Document segment:
What does it mean to be Lutheran?
But as I began my studies to become the edgy night pastor, I ran into the question every Lutheran pastor must eventually grapple with: what does it actually mean to be Lutheran?
That question would shape the trajectory of my understanding of worship and worship leadership, and it would guide the steps I took next.
At its core, to be Lutheran means that your chief dialogue partner after the Bible is the Augsburg Confession. The Augsburg Confession, for those unfamiliar, is the Lutheran church’s primary attempt to publicly articulate the gospel. As a Lutheran pastor, I vow to teach in accordance with this confession, so I wanted to know it well.
There, we read: “Falsely are our churches accused of abolishing the Mass; for the Mass is retained among us, and celebrated with the highest reverence” (CA XXIV). Okay, this is strange. Isn’t the “mass” something that Catholics do? Clearly, to understand the Augsburg Confession, I need a little more context.
I first learned that the early Lutherans still referred to the weekly gathering of Word and Sacrament as “the mass,” even if that terminology fell to the wayside over time. From there, I turned to Luther’s writings on the Mass for clarity. There I encountered a reform rich with symbolism: Luther sets the chanted melody of the Words of Institution (that bit that goes “on the night in which he was betrayed”) to the same melody as the Gospel reading, so that people might recognize that the Words of Institution are nothing other than a proclamation of the Gospel itself.
All of this was fascinating. But it was also surprising. The pastor at my church didn’t sing the Words of Institution at all. He didn’t sing any of the liturgy. Yes, it seems I had more to learn. That curiosity led me to study the practice of chanting the liturgy.
I discovered that in Luther’s day, nearly the entire service was sung—not even as special music! Singing was how things were done. Even things I would never have imagined being sung—the Scripture readings, the Prayer of the Day—were often chanted. No wonder the Lutherans were known for their singing!
So I asked myself: why was the liturgy chanted? There are several ways to answer that question.
In Scripture, whenever someone catches a glimpse of heavenly worship, it is saturated with song. It almost seems that angels do not speak in the presence of God; they sing.
Moreover, the primary place Scripture teaches us how to pray is the Book of Psalms—150 prayers given to God, clearly meant to be sung. Saint Paul confirms this when he instructs the church: “Be filled with the Spirit as you sing psalms and spiritual songs to one another, singing and making melody to the Lord in your hearts” (Eph. 5:18b–19).
Worship as God's Work
Notice that Paul begins with the Holy Spirit. Liturgically speaking, worship is not something humans do; it is something God does. That might sound counterintuitive—after all, isn’t worship something we give to God? But as Lutherans, we remember that all theology begins with justification by faith, not by works—even our theology of worship. If worship is something we do, it ceases to be gift and becomes another way we justify ourselves before God. Worship is something God does in us, but that doesn’t mean we’re passive; rather, we should notice that our worship is a response to the gift of God in us.

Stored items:
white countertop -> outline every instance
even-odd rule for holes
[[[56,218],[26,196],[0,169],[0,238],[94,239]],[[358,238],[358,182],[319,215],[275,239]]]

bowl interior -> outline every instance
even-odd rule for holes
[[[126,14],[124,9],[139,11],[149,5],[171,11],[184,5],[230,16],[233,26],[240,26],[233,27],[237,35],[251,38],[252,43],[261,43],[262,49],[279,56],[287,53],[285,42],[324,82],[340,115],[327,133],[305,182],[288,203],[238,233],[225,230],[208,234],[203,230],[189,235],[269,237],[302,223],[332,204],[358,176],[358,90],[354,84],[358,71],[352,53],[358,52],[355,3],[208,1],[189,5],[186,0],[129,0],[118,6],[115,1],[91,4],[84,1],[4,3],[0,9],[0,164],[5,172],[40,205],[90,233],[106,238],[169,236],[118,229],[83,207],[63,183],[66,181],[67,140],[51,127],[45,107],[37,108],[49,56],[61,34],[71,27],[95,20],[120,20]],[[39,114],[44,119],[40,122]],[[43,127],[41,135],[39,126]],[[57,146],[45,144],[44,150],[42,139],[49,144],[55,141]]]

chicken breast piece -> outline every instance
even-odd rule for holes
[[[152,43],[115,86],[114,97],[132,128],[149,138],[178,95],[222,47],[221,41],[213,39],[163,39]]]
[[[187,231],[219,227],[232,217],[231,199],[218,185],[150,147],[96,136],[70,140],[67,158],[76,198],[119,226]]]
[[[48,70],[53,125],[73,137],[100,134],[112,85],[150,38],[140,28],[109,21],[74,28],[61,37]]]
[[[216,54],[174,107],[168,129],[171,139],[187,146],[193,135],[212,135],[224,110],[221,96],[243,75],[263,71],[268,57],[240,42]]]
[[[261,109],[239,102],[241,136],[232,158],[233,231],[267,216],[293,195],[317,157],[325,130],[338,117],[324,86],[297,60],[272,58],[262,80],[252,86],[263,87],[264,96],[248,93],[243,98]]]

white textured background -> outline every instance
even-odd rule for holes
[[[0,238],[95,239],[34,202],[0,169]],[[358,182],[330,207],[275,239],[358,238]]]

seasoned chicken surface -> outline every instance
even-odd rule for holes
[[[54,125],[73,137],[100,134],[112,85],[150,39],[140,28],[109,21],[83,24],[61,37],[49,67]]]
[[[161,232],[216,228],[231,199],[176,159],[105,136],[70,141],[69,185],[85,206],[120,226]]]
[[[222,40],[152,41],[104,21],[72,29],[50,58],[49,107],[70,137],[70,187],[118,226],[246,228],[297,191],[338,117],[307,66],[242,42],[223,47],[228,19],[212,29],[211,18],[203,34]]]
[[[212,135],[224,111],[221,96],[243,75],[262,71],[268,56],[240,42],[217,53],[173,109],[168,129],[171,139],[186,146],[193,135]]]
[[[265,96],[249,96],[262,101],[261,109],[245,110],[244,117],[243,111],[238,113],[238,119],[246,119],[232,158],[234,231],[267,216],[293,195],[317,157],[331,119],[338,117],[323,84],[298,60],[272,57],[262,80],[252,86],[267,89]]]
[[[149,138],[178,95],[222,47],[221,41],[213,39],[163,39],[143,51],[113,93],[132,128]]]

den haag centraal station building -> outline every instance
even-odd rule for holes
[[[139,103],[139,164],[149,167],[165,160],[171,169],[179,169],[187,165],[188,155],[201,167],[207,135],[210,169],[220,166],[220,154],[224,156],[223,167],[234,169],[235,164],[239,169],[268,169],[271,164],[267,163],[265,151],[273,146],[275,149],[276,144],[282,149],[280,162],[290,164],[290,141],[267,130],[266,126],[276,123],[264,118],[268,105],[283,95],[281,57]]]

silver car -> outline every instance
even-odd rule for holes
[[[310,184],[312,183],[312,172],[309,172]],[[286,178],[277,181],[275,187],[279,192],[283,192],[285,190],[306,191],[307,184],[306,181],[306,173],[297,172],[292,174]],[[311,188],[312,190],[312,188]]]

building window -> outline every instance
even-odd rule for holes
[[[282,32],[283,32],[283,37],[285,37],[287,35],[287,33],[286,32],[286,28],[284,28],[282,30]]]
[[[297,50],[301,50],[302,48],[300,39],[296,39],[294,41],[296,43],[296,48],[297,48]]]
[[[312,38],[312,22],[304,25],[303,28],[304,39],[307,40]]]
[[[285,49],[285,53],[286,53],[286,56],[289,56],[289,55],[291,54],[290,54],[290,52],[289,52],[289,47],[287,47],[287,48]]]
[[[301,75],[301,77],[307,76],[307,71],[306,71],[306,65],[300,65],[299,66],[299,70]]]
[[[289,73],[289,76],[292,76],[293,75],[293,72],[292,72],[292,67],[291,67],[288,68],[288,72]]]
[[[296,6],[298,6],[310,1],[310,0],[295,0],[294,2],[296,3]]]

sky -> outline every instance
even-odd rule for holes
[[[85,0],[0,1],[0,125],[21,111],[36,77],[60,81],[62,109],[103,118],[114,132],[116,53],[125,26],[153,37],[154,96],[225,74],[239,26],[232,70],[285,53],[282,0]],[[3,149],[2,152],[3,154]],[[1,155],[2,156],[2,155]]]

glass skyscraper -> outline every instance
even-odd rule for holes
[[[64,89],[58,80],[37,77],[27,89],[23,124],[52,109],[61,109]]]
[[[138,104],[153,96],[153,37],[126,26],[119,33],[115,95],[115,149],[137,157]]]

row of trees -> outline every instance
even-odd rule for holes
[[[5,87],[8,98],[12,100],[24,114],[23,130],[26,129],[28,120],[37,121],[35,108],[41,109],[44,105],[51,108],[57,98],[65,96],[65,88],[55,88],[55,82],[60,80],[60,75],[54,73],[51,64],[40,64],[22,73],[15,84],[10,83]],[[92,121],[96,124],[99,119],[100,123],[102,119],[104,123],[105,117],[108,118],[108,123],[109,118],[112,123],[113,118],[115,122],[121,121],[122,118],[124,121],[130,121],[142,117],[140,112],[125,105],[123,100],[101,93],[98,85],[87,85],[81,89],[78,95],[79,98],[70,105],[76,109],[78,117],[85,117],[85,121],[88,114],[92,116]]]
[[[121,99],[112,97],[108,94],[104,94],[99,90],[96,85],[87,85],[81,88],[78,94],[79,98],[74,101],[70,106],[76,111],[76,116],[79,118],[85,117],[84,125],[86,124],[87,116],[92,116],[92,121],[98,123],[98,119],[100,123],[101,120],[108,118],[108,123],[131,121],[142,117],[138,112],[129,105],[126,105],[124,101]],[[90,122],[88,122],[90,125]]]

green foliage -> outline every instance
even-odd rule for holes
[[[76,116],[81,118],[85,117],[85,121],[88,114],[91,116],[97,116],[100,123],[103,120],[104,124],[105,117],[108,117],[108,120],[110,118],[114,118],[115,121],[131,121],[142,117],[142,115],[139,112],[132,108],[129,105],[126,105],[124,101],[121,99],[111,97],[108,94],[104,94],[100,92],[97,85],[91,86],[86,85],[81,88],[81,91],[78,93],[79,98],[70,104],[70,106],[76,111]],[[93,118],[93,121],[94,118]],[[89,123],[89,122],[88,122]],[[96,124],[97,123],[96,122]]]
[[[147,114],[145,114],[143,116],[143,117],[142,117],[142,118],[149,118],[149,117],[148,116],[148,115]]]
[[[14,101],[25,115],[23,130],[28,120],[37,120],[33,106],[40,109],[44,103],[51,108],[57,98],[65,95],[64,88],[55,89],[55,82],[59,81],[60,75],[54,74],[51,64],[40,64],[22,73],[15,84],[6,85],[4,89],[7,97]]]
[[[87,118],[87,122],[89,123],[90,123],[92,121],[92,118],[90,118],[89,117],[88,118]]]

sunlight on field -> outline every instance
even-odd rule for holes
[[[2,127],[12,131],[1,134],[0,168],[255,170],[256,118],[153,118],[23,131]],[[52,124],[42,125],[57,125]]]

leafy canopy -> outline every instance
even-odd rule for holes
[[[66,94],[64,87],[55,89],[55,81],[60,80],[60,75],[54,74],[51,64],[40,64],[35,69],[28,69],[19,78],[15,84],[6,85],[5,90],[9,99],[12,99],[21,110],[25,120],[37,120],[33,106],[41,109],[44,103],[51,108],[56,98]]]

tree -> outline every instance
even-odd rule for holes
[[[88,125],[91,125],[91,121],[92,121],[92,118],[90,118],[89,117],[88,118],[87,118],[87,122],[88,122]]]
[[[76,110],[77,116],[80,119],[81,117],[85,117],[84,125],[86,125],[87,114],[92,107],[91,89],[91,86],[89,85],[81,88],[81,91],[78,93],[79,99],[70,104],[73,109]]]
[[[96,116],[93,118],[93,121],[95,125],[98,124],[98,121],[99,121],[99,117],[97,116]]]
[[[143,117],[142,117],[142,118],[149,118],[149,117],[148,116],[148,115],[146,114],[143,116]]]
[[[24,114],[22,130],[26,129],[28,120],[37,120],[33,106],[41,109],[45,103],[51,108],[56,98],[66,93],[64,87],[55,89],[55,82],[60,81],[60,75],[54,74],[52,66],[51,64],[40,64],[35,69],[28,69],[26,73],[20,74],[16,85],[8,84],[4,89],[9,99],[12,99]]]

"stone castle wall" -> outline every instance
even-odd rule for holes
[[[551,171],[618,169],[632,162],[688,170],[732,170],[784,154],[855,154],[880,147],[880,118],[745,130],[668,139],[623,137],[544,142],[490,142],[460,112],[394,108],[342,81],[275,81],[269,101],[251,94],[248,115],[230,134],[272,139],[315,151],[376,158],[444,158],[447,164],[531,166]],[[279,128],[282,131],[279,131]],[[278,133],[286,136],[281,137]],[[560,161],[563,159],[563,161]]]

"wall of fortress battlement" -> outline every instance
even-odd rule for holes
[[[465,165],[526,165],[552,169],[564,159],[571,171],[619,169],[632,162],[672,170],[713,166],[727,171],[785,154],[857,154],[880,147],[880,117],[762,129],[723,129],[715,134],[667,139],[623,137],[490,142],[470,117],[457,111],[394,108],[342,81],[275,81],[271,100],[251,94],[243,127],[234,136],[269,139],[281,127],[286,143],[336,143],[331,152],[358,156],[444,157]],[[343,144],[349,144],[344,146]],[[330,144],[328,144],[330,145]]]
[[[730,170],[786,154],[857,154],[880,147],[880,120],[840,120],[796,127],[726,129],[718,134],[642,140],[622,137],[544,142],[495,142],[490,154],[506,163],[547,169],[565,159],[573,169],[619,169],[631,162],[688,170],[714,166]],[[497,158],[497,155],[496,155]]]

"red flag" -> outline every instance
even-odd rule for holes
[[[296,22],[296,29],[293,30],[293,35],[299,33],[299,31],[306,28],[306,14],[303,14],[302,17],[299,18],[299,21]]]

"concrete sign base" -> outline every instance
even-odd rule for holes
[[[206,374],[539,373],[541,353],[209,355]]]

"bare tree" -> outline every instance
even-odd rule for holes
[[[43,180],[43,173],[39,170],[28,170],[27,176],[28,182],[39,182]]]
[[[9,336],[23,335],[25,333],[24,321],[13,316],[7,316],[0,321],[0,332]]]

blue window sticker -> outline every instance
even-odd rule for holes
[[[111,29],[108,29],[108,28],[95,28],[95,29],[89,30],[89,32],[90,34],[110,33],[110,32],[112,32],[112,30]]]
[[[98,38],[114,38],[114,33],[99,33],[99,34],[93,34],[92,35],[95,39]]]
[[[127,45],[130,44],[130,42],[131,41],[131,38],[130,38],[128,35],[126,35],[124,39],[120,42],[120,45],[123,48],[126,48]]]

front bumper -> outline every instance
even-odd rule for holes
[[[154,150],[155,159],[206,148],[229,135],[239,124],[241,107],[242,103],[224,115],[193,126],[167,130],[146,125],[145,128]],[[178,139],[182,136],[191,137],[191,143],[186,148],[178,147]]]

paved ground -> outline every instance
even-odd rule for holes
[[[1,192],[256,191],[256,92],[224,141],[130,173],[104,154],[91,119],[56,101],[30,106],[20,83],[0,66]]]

The tasks:
(1) In the passage on Lutheran worship, why did Luther set the Words of Institution to the same melody as the Gospel reading?
(2) Continue the passage on Lutheran worship from its last sentence.

Answers below:
(1) He did it so that people might recognize that the Words of Institution are a proclamation of the Gospel itself.

(2)
This distinction becomes clear in how people describe the word liturgy. It is often translated as “the work of the people,” which is close etymologically. A more accurate rendering, however, would be “public work.” A public work is something provided by a larger entity for the common good. God provides worship for us, giving himself to us through Word and Sacrament. That is why the German reformers translated liturgy as Gottesdienst—the God Service, or in English, the Divine Service. All this tells us is that worship is something done for us more than it is done by us.
From here we can see that chanting is not merely an aesthetic choice but an outgrowth of Scripture’s theology of worship. Chant proclaims that something more than ordinary speech is taking place. Just as God unites divinity and humanity in one flesh through Jesus, song unites divinity and humanity in the voice—the instrument God himself created.
Perhaps this is confirmed by the fact that nearly every religion in the world chants its prayers in some form. Many Americans are familiar with Jewish Hanukkah prayers, the Muslim salat, or the Sikh mool mantra. Across religious traditions, prayer is most often sung. To me, this tells me that there is something innate in the human condition that connects chant to prayer.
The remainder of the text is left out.